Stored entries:
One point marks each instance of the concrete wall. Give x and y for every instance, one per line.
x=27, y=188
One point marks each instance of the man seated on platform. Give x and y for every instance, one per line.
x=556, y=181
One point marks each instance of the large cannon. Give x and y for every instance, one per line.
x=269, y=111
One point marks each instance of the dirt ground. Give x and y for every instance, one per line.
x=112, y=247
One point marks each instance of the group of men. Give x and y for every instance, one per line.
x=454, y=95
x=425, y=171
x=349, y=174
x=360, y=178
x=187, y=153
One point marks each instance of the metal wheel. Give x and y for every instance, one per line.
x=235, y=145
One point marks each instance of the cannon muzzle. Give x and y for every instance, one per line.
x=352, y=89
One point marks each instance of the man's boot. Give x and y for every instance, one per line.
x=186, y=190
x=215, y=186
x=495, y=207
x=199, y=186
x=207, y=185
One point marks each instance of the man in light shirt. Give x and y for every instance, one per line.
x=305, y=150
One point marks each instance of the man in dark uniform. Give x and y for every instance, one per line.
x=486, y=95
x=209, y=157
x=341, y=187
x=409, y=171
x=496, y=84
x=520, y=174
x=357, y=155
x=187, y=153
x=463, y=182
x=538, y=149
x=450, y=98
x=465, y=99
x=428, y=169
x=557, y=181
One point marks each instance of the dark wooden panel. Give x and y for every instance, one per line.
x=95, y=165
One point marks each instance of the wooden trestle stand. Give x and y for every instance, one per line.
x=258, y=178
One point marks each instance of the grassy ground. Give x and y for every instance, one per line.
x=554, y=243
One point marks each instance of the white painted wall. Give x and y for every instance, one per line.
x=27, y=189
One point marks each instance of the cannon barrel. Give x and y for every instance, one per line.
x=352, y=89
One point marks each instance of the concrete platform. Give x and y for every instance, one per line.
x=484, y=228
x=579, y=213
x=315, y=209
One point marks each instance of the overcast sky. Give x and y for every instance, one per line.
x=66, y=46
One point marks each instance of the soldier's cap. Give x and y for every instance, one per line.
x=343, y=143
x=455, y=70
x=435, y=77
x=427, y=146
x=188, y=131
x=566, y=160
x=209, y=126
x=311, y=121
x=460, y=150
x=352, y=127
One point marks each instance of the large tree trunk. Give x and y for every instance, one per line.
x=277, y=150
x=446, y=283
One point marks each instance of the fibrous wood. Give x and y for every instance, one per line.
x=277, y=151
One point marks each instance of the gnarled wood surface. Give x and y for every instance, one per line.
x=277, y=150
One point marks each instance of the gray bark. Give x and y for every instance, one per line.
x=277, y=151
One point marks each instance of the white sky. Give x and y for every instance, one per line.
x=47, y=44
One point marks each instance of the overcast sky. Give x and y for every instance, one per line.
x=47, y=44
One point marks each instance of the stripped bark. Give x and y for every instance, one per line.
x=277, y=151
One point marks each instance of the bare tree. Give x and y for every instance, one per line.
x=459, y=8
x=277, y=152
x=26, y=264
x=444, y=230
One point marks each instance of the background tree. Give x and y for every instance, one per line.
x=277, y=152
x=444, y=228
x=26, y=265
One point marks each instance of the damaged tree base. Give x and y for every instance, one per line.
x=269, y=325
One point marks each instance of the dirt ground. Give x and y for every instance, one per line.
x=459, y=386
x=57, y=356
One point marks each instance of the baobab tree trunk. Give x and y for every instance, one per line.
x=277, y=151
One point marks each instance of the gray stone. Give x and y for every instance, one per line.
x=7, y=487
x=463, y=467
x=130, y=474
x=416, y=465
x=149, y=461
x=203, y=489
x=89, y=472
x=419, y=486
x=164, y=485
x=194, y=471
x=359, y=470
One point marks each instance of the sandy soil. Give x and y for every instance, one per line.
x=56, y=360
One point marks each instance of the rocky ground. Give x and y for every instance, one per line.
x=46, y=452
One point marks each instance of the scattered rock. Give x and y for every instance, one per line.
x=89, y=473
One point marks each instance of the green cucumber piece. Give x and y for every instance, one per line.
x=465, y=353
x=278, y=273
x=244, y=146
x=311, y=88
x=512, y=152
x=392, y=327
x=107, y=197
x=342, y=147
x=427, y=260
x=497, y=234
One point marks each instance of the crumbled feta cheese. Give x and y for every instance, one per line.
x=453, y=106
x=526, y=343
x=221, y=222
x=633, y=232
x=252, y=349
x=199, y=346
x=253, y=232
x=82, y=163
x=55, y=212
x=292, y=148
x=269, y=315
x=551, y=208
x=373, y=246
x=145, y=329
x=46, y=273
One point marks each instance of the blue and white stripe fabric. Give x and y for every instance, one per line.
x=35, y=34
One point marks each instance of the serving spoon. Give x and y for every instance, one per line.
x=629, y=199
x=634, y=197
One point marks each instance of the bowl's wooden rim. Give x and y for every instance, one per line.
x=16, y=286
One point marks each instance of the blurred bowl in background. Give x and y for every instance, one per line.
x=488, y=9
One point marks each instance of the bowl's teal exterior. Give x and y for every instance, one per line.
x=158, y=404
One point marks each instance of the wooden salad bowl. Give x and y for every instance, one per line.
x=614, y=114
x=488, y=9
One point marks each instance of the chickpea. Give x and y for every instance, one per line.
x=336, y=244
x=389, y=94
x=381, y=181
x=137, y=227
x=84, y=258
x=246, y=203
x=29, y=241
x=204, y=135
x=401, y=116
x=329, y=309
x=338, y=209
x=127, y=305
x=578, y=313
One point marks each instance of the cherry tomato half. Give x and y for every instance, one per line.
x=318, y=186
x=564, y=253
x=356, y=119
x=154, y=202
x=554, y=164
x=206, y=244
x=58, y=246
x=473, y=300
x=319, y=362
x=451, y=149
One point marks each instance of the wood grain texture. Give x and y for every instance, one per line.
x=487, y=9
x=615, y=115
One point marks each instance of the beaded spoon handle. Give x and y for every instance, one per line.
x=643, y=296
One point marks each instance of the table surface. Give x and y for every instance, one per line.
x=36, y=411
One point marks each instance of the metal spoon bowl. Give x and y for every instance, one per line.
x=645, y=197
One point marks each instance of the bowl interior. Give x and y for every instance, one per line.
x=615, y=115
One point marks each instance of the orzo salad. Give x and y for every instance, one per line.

▶ WHAT THE EXERCISE ASKS:
Reproduce every line of the listing above verbatim, from first to last.

▶ THE REPLY:
One point marks each instance of the concrete wall. Give x and y for every instance, one per line.
x=27, y=188
One point marks each instance of the man seated on platform. Give x and y for every instance, one per line.
x=556, y=181
One point marks each instance of the large cannon. Give x and y for every instance, one per line.
x=269, y=111
One point marks each instance of the dirt ground. Give x and y for every instance, one per line.
x=112, y=247
One point marks each instance of the group of men. Give x and y for every instance, one per line.
x=454, y=95
x=425, y=171
x=349, y=174
x=360, y=178
x=187, y=153
One point marks each instance of the metal wheel. Give x and y for every instance, one per line.
x=235, y=145
One point marks each instance of the cannon muzzle. Give x and y for every instance, one per line.
x=352, y=89
One point marks each instance of the man's boot. Give x and y for every instance, one per line.
x=186, y=190
x=215, y=186
x=495, y=207
x=199, y=186
x=207, y=185
One point marks each instance of the man in light shirt. Give x and y for every instance, one per line.
x=305, y=150
One point marks each instance of the man in dark uniform. Give x and y for every instance, one per line.
x=486, y=95
x=209, y=157
x=341, y=187
x=409, y=171
x=496, y=84
x=520, y=174
x=357, y=155
x=187, y=153
x=463, y=182
x=538, y=149
x=450, y=98
x=465, y=99
x=428, y=169
x=557, y=181
One point marks each instance of the dark wooden panel. Give x and y for every instance, one per line.
x=95, y=165
One point marks each instance of the wooden trestle stand. Give x and y for every instance, one per line.
x=258, y=178
One point marks each instance of the grassy ground. Give x and y for every instance, one per line.
x=554, y=243
One point marks each instance of the white painted wall. Give x and y for every instance, one per line.
x=27, y=189
One point marks each instance of the cannon barrel. Give x and y for every instance, one per line.
x=352, y=89
One point marks each instance of the concrete platform. Give x and y for every instance, one per line.
x=484, y=228
x=579, y=213
x=315, y=209
One point marks each instance of the overcast sky. Give x and y for every instance, one per line.
x=66, y=46
One point marks each instance of the soldier's cap. Give x and y for every instance, one per line.
x=343, y=143
x=455, y=70
x=435, y=77
x=427, y=146
x=188, y=131
x=566, y=160
x=209, y=126
x=311, y=121
x=460, y=150
x=352, y=127
One point marks each instance of the large tree trunk. Give x and y for every instance, one per line.
x=277, y=150
x=446, y=283
One point marks each instance of the fibrous wood. Give x and y for every instance, one per line.
x=277, y=151
One point marks each instance of the gnarled wood surface. Give x and y for every instance, one per line.
x=277, y=150
One point marks each instance of the gray bark. Give x and y for every instance, one per line.
x=277, y=151
One point marks each instance of the white sky. Give x and y for every instance, one per line.
x=47, y=44
One point marks each instance of the overcast sky. Give x and y for every instance, one per line.
x=47, y=44
One point marks each instance of the stripped bark. Give x and y for every instance, one per line.
x=277, y=151
One point marks each instance of the bare tree. Give x and y for every instance, one per line.
x=459, y=8
x=277, y=152
x=26, y=264
x=444, y=230
One point marks each instance of the background tree. Give x and y for every instance, one per line.
x=277, y=152
x=444, y=228
x=26, y=265
One point marks each instance of the damaged tree base. Give x and y for every instance, one per line.
x=269, y=325
One point marks each instance of the dirt ground. Give x and y for every instance, one per line.
x=459, y=386
x=57, y=356
One point marks each instance of the baobab tree trunk. Give x and y for every instance, one per line.
x=277, y=151
One point marks each instance of the gray stone. Give x and y for every instance, one per line.
x=7, y=487
x=463, y=467
x=130, y=474
x=416, y=465
x=149, y=461
x=203, y=489
x=89, y=472
x=419, y=486
x=164, y=485
x=194, y=471
x=359, y=470
One point marks each instance of the sandy soil. Give x and y for every instance, one per line.
x=56, y=360
One point marks each instance of the rocky ground. Give x and y for every instance, one per line.
x=46, y=452
One point marks each instance of the scattered rock. Give x and y for every instance, one per line.
x=89, y=473
One point marks each instance of the green cucumber piece. Give x and y for every instance, one per line.
x=465, y=353
x=278, y=273
x=244, y=146
x=311, y=88
x=512, y=152
x=392, y=327
x=107, y=197
x=342, y=147
x=427, y=260
x=497, y=234
One point marks each instance of the crumbled feta cheese. Give x and y for every instance, one per line.
x=453, y=106
x=526, y=343
x=221, y=222
x=633, y=232
x=252, y=349
x=199, y=346
x=253, y=232
x=82, y=163
x=55, y=212
x=292, y=148
x=269, y=315
x=551, y=208
x=373, y=246
x=145, y=329
x=46, y=273
One point marks each instance of the blue and white stripe fabric. Give x and y for every instance, one per line.
x=35, y=34
One point marks each instance of the serving spoon. Give x and y for every instance, one per line.
x=629, y=199
x=634, y=197
One point marks each instance of the bowl's wooden rim. Give x and y for every instance, one per line.
x=16, y=286
One point marks each instance of the blurred bowl in background. Give x and y for every instance, one per line.
x=488, y=9
One point marks each instance of the bowl's teal exterior. Give x and y for every instance, one per line.
x=158, y=404
One point marks each instance of the wooden salad bowl. Give x and y for every instance, one per line.
x=614, y=114
x=488, y=9
One point marks each instance of the chickpea. Give x and y for every instance, one per line.
x=336, y=244
x=389, y=94
x=381, y=181
x=137, y=227
x=84, y=258
x=246, y=203
x=29, y=241
x=204, y=135
x=401, y=116
x=329, y=309
x=338, y=209
x=127, y=305
x=578, y=313
One point marks each instance of the cherry tomato half. Give x and y for every instance, one per line.
x=318, y=186
x=564, y=253
x=356, y=119
x=154, y=202
x=554, y=164
x=206, y=244
x=58, y=246
x=473, y=300
x=319, y=362
x=451, y=149
One point marks each instance of the wood grain texture. Give x and y for every instance, one per line.
x=487, y=9
x=615, y=115
One point marks each instance of the beaded spoon handle. Give x and y for every instance, one per line.
x=643, y=296
One point marks each instance of the table surface. Give x and y for every instance, one per line.
x=36, y=411
One point marks each instance of the metal spoon bowl. Give x and y for every instance, one per line.
x=645, y=197
One point marks each instance of the bowl interior. Give x and y for every instance, one per line.
x=615, y=115
One point marks each instance of the orzo salad. Give x and y for every instance, one per line.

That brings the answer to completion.